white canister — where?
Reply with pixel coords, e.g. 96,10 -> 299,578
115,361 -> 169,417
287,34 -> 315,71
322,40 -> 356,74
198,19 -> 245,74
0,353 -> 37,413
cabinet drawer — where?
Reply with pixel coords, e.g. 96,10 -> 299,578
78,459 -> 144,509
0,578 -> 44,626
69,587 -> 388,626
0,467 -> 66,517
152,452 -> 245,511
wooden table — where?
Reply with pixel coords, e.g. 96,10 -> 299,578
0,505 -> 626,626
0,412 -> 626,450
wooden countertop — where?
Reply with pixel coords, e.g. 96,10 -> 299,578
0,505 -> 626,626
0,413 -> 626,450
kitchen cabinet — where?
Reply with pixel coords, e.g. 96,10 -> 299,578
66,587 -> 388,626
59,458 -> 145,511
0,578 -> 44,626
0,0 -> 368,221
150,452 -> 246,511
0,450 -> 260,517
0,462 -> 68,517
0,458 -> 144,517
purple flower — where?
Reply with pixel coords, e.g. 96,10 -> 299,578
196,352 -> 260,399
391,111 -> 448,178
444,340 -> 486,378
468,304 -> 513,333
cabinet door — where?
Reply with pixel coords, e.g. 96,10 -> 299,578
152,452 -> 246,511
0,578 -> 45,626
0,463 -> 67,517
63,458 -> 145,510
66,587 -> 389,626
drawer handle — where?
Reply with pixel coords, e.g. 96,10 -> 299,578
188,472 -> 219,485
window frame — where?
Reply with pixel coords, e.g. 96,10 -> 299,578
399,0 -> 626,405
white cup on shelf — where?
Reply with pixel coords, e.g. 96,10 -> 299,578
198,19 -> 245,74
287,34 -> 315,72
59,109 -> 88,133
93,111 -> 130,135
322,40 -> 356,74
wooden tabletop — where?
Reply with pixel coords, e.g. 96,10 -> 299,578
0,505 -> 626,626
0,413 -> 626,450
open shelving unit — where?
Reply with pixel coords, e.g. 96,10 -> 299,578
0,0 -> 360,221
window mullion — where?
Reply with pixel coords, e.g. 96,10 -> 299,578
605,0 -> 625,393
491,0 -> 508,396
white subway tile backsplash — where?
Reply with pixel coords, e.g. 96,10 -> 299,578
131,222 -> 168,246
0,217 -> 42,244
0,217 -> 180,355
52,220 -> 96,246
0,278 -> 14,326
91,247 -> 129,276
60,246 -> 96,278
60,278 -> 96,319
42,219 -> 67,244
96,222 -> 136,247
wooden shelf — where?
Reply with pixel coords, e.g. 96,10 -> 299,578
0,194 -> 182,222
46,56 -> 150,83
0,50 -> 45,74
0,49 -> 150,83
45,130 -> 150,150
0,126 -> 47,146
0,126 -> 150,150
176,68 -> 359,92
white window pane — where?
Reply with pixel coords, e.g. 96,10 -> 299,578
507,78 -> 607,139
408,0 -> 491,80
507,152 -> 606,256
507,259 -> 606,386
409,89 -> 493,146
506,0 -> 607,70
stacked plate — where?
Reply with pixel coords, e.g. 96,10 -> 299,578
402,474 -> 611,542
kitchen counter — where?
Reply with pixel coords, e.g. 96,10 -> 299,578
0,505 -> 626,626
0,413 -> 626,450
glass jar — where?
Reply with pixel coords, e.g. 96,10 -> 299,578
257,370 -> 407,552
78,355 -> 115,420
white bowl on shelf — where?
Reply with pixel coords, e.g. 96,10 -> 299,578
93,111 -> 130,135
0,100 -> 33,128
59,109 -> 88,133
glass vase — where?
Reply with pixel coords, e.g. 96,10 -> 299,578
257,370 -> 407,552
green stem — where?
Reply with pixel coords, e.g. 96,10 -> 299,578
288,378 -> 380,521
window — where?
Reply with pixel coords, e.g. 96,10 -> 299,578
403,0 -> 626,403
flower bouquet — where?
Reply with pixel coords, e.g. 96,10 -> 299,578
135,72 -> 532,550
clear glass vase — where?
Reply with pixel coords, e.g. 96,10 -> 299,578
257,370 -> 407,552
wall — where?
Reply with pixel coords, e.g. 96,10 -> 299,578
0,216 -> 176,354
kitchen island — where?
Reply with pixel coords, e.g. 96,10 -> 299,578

______________________________

* _EXERCISE TASK_
Retype every one of the records above word for word, with no changes.

* _RESPONSE FOR THIS EXERCISE_
white canister — where?
Reply with pixel coords, e.g. 96,10 -> 299,578
115,361 -> 169,417
287,34 -> 315,71
322,40 -> 356,74
198,19 -> 245,74
0,353 -> 37,413
cabinet drawer — where?
Reply with pixel coords, e.g. 96,10 -> 299,578
78,459 -> 144,509
0,578 -> 44,626
69,587 -> 388,626
0,467 -> 66,517
152,452 -> 245,511
wooden table — where?
Reply with pixel coords, e.g. 96,10 -> 299,578
0,505 -> 626,626
0,412 -> 626,450
wooden countertop — where?
Reply with pixel coords, e.g. 96,10 -> 299,578
0,505 -> 626,626
0,413 -> 626,450
kitchen cabinet — where?
Reply with pixel coords, e.g. 96,10 -> 299,578
66,587 -> 388,626
59,458 -> 145,511
0,578 -> 44,626
0,0 -> 368,221
150,452 -> 246,511
0,450 -> 260,517
0,462 -> 68,517
0,458 -> 144,517
purple flower — where?
Reply with pixel coords, e.g. 96,10 -> 299,578
196,352 -> 260,399
391,111 -> 448,178
444,340 -> 486,378
468,304 -> 513,333
cabinet door — where?
Reply with pixel coords, e.g. 96,10 -> 299,578
152,452 -> 246,511
0,578 -> 45,626
0,463 -> 67,517
63,458 -> 145,510
66,587 -> 389,626
drawer handle — where?
Reply with pixel coords, e.g. 96,10 -> 299,578
188,472 -> 219,485
window frame — where?
Reply with pixel coords, e.g. 96,10 -> 299,578
399,0 -> 626,405
white cup on shelf — where?
Reply with pixel coords, e.g. 96,10 -> 299,578
198,19 -> 245,74
287,34 -> 315,72
59,109 -> 88,133
93,111 -> 130,135
322,40 -> 356,74
wooden tabletop — where?
Reply with pixel coords, e.g. 96,10 -> 299,578
0,505 -> 626,626
0,413 -> 626,450
open shelving unit — where?
Reply with pixel coords, e.g. 96,10 -> 299,578
0,0 -> 360,221
window mullion — where?
Reply with pixel coords, e.g. 96,10 -> 299,578
605,0 -> 625,393
491,0 -> 508,396
white subway tile backsplash — where?
Reply with pixel coords, e.g. 96,10 -> 299,578
131,222 -> 168,246
0,217 -> 42,244
0,217 -> 180,355
52,220 -> 96,246
0,278 -> 14,326
91,247 -> 129,276
60,246 -> 96,278
60,278 -> 96,319
42,219 -> 67,244
96,222 -> 136,247
wooden shelf — where?
Reply with pixel coords, e.g. 96,10 -> 299,578
0,194 -> 182,222
46,56 -> 150,83
0,50 -> 45,74
0,49 -> 150,83
45,130 -> 150,150
0,126 -> 47,146
0,126 -> 150,150
176,68 -> 359,92
white window pane — where?
Reply with pixel coords, e.g. 96,10 -> 299,578
507,78 -> 607,139
408,0 -> 491,80
507,152 -> 606,256
507,259 -> 606,386
409,89 -> 493,146
506,0 -> 607,70
stacked plate — where?
Reply with pixel coords, e.g. 96,10 -> 299,578
402,474 -> 611,542
kitchen counter — where?
Reply with pixel coords, e.g. 96,10 -> 299,578
0,505 -> 626,626
0,413 -> 626,450
glass jar — where?
Reply with pixel coords, e.g. 96,10 -> 299,578
257,370 -> 407,552
78,355 -> 115,420
white bowl on shelf — where?
Reply with pixel coords, e.g. 96,10 -> 299,578
93,111 -> 130,135
0,100 -> 33,128
59,109 -> 88,133
glass vase — where?
Reply with pixel coords, e.g. 96,10 -> 299,578
257,370 -> 407,552
green stem — where?
Reply with pixel coords, e.g. 96,10 -> 299,578
288,378 -> 380,521
window — where?
Reply with pixel coords, e.g. 96,10 -> 299,578
403,0 -> 626,403
flower bouquet — where?
Reply with pixel coords, e.g. 96,10 -> 299,578
135,72 -> 532,550
clear glass vase — where?
Reply with pixel coords, e.g. 96,10 -> 299,578
257,370 -> 407,552
wall — where?
Reply with pixel coords, e.g. 96,10 -> 299,578
0,216 -> 176,354
kitchen island — where?
Reply with pixel coords, e.g. 96,10 -> 299,578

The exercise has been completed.